▶ **WORK INSTRUCTIONS**: Locate each line in the records below that contains the word "green". Copy those lines.
** BEGIN GIVEN RECORDS **
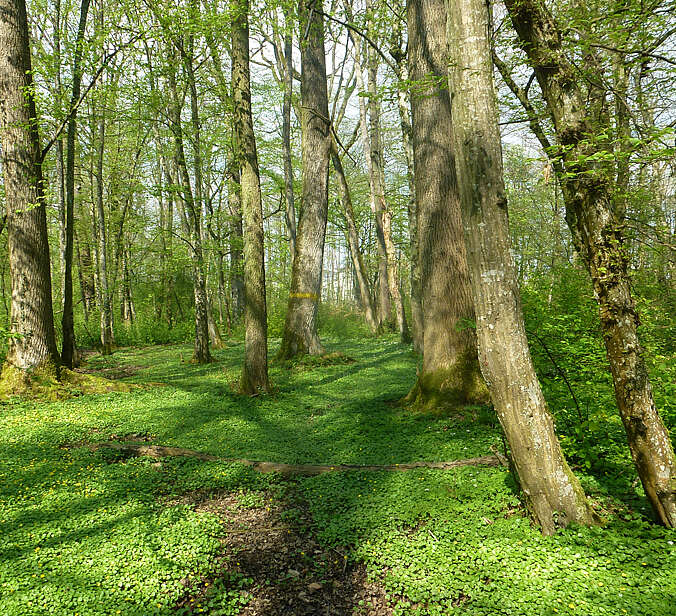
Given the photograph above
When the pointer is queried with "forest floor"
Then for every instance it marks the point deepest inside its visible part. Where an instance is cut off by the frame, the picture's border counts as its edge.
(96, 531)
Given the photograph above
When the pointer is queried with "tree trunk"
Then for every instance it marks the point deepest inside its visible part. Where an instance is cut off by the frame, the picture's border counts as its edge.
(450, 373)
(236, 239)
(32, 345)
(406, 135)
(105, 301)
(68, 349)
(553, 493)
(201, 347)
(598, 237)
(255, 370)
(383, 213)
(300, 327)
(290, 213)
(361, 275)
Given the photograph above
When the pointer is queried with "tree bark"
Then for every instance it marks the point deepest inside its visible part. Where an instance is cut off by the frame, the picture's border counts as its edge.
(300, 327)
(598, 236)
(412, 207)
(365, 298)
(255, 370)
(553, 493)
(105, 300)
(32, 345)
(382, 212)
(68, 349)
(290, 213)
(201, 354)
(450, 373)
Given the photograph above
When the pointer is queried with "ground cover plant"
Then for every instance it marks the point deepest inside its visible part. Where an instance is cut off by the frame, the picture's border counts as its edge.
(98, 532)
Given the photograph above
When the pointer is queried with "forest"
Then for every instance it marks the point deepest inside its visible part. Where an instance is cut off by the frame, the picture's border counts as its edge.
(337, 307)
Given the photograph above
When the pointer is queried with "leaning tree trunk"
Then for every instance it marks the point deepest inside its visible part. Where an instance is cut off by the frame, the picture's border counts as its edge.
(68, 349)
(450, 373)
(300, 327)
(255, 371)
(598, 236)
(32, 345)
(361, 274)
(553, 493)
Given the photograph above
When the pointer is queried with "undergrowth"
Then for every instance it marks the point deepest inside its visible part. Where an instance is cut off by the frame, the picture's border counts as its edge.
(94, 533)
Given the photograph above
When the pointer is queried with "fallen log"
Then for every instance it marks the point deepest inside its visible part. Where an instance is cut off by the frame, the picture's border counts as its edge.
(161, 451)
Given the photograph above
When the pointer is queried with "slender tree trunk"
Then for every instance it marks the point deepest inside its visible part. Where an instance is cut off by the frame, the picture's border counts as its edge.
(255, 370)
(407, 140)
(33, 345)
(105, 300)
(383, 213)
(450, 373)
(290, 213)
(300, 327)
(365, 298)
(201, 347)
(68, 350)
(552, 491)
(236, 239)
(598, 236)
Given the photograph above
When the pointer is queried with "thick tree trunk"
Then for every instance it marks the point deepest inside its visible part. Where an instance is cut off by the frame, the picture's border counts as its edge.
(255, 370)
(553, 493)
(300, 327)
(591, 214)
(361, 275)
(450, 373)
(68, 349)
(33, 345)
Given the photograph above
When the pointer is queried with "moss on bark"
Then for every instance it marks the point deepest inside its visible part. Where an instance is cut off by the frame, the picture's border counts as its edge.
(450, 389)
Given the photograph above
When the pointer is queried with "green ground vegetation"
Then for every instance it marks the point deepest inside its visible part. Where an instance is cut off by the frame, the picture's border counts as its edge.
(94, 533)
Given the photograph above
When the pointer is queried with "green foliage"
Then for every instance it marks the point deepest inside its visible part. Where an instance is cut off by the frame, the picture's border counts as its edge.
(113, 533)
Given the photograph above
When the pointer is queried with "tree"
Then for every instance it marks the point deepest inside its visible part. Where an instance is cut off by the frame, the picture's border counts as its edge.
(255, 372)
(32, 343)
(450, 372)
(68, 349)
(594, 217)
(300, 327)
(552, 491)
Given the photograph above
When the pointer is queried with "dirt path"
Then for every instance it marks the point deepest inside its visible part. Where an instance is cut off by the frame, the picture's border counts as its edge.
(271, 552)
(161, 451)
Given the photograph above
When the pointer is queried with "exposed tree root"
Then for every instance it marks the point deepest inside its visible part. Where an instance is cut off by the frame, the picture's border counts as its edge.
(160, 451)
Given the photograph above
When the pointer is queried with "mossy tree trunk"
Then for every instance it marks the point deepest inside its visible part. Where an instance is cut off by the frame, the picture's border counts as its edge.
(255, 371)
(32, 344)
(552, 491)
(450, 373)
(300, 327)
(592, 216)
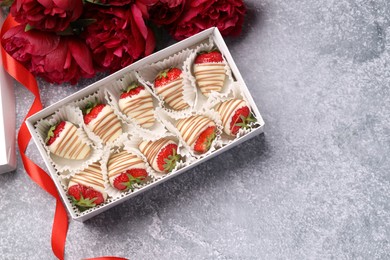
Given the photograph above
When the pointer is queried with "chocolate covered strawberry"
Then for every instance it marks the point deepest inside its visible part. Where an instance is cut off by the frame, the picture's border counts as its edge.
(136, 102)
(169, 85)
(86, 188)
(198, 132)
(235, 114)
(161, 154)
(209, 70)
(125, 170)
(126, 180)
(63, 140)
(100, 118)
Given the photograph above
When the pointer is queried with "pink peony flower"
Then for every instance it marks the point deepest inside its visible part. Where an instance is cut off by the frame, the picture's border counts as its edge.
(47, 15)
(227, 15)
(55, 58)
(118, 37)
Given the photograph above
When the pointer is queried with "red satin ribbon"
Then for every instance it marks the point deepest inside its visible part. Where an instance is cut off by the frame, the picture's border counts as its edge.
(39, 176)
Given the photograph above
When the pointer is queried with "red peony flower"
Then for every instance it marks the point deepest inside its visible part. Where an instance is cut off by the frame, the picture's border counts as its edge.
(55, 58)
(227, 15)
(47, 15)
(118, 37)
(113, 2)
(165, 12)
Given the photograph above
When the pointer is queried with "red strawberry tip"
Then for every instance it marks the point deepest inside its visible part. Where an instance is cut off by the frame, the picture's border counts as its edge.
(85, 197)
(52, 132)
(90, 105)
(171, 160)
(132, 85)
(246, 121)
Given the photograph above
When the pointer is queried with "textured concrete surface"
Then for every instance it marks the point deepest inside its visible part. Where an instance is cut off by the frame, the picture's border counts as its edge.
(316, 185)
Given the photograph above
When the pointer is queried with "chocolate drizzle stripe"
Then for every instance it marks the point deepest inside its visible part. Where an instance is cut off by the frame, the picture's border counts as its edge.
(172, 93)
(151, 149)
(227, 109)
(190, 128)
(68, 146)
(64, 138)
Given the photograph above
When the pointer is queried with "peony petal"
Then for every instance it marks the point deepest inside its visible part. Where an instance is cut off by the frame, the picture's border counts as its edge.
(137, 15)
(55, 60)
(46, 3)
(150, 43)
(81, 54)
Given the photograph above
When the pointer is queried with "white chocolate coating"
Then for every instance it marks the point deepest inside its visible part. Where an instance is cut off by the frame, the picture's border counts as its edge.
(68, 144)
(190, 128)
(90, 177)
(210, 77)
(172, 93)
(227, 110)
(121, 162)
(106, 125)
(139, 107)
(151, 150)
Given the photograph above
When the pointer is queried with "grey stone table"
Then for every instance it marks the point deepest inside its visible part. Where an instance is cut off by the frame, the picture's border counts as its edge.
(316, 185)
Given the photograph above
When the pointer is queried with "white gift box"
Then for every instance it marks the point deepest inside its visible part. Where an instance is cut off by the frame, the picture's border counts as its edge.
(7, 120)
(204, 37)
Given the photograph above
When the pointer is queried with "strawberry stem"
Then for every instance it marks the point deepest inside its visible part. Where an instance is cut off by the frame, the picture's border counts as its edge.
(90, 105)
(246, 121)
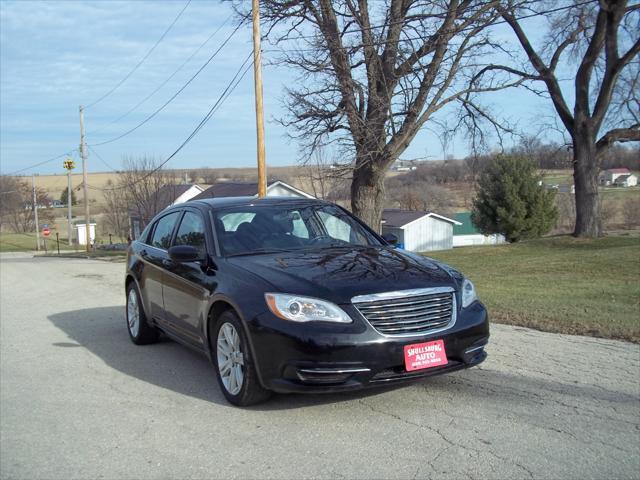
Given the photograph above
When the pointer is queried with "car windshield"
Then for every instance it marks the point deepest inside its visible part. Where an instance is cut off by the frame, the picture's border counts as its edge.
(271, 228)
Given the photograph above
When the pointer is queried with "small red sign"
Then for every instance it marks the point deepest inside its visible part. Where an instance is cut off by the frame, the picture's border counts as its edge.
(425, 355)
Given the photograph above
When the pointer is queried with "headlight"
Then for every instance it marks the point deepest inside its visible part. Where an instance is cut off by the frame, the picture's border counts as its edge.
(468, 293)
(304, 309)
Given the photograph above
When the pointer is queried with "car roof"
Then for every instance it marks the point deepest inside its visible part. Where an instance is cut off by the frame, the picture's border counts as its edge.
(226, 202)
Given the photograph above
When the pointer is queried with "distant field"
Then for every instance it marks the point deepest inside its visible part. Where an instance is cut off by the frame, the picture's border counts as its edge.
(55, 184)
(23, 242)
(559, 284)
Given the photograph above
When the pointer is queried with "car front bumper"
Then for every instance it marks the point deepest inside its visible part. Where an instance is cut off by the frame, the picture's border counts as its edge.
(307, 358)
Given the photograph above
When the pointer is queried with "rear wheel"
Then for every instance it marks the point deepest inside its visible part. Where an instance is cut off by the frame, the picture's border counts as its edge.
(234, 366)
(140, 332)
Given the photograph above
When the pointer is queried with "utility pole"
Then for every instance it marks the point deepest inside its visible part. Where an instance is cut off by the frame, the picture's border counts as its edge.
** END GIVEN RECORDS **
** BEGIN GIVEN RECORDS **
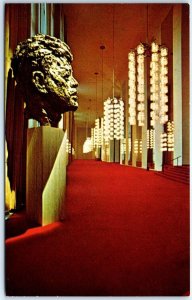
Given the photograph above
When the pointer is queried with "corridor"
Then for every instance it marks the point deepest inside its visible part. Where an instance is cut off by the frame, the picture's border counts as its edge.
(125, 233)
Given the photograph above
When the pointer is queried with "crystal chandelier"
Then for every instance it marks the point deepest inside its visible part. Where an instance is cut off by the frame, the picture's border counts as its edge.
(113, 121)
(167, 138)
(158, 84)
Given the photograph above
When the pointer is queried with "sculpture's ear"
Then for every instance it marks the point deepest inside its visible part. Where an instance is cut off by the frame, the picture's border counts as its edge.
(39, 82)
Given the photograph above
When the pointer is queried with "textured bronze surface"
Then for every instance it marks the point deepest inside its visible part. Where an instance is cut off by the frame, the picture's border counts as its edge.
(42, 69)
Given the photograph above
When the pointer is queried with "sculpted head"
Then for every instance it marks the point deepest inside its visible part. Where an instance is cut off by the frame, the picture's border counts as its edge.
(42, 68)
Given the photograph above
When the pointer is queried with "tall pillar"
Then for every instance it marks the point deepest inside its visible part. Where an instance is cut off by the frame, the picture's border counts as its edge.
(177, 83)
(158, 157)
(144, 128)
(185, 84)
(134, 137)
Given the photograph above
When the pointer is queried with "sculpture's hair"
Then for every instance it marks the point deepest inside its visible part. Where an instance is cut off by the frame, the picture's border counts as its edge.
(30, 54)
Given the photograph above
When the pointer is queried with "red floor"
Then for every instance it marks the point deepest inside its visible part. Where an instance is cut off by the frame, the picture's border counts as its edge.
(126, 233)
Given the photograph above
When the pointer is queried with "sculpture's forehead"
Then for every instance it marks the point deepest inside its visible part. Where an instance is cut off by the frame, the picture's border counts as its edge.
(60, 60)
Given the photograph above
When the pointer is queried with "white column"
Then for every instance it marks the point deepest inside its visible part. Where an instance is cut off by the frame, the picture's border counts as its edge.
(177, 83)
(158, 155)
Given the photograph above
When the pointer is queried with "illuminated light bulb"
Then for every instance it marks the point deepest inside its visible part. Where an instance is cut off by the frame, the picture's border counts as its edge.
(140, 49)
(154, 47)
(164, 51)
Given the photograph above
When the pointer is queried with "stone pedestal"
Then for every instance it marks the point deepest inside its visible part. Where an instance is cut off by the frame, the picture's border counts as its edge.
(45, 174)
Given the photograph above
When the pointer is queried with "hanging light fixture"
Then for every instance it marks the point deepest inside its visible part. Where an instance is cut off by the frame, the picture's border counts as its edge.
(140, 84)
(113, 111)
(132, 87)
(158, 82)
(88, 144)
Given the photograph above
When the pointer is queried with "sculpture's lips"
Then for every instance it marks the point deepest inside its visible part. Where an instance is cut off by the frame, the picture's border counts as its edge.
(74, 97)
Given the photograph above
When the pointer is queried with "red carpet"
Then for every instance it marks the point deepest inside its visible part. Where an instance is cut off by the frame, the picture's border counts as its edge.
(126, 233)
** END GIVEN RECORDS **
** BEGIN GIVEN RECORDS **
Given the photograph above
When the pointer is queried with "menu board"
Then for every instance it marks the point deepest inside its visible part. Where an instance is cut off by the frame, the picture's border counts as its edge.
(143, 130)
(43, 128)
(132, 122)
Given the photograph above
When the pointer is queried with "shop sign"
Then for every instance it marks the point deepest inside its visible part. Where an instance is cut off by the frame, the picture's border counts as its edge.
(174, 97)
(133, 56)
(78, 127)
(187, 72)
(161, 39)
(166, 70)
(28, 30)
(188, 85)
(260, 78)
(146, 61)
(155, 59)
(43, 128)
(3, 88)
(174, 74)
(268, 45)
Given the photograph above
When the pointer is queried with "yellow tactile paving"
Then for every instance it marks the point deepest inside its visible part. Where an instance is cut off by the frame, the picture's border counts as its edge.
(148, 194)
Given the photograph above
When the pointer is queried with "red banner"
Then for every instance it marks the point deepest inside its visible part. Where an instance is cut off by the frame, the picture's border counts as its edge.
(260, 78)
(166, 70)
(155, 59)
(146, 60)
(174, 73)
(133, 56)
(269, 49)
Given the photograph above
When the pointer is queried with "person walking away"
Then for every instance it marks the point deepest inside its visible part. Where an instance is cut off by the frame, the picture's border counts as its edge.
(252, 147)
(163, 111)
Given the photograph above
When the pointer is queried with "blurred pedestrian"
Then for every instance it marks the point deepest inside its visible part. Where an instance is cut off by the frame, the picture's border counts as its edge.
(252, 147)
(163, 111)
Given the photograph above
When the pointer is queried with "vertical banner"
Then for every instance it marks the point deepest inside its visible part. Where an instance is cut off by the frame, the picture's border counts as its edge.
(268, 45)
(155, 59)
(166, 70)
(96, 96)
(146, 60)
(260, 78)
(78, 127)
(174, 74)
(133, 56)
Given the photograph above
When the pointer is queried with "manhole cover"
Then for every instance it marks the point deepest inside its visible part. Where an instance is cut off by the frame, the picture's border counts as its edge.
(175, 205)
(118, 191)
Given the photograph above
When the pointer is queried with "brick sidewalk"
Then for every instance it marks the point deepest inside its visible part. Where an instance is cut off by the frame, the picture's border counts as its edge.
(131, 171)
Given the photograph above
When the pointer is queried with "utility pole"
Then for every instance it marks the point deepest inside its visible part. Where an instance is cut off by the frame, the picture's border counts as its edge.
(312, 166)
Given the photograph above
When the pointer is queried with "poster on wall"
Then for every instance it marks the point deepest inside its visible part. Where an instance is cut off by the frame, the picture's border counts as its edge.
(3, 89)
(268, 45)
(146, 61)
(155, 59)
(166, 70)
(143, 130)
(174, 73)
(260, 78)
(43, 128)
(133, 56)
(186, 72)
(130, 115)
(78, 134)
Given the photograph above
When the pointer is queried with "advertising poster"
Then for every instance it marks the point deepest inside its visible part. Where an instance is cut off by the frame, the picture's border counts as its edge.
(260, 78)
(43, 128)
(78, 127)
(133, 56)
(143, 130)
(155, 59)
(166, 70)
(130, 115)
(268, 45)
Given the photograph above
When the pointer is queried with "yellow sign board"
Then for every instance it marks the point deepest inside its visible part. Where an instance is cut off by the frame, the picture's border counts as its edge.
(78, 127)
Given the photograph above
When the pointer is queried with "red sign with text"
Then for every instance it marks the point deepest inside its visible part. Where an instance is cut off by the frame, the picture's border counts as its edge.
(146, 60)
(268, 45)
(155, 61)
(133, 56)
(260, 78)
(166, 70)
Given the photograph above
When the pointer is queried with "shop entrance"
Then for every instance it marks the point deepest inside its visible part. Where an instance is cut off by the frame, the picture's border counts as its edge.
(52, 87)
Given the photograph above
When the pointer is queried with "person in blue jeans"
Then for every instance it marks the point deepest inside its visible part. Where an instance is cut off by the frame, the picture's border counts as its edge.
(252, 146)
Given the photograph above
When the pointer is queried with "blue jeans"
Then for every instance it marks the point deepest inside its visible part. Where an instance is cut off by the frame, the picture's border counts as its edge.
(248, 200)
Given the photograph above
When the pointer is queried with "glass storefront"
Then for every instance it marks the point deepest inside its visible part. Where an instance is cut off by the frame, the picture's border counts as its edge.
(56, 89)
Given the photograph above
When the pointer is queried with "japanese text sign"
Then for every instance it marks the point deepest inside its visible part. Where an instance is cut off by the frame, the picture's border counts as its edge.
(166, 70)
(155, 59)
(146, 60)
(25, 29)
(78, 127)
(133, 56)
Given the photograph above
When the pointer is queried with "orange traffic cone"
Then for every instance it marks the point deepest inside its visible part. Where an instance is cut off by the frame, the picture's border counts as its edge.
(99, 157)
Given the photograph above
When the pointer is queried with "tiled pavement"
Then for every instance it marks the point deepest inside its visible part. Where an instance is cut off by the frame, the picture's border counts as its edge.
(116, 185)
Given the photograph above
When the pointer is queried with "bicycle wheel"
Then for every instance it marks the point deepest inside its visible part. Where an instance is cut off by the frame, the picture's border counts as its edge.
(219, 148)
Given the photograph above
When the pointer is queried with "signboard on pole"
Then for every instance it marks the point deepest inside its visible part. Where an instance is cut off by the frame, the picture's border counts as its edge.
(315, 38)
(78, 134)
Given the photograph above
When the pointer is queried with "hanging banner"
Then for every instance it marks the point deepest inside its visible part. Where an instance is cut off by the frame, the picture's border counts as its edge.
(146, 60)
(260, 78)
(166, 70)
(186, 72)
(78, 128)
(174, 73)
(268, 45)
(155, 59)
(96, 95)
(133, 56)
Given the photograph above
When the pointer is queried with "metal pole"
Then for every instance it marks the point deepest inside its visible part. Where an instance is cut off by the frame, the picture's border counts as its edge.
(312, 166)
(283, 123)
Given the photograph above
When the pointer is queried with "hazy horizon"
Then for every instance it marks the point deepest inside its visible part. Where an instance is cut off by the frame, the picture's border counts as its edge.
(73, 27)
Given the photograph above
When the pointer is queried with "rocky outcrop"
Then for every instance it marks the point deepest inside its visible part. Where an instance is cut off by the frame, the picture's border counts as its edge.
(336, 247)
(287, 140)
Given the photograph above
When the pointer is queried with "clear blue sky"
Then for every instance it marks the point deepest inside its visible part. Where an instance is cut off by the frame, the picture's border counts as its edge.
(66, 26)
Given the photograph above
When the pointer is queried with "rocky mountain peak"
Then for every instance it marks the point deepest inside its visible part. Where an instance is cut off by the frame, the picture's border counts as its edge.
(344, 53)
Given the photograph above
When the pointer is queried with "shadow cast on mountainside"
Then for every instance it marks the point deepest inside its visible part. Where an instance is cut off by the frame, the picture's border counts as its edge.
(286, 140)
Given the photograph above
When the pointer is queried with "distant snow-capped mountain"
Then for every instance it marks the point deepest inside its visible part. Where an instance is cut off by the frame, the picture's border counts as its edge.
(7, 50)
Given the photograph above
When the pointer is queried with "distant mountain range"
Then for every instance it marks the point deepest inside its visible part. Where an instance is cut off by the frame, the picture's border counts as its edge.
** END GIVEN RECORDS **
▶ **SOLUTION BELOW**:
When the pointer is queried with "green ground vegetation"
When the pointer is queried with "green foliage"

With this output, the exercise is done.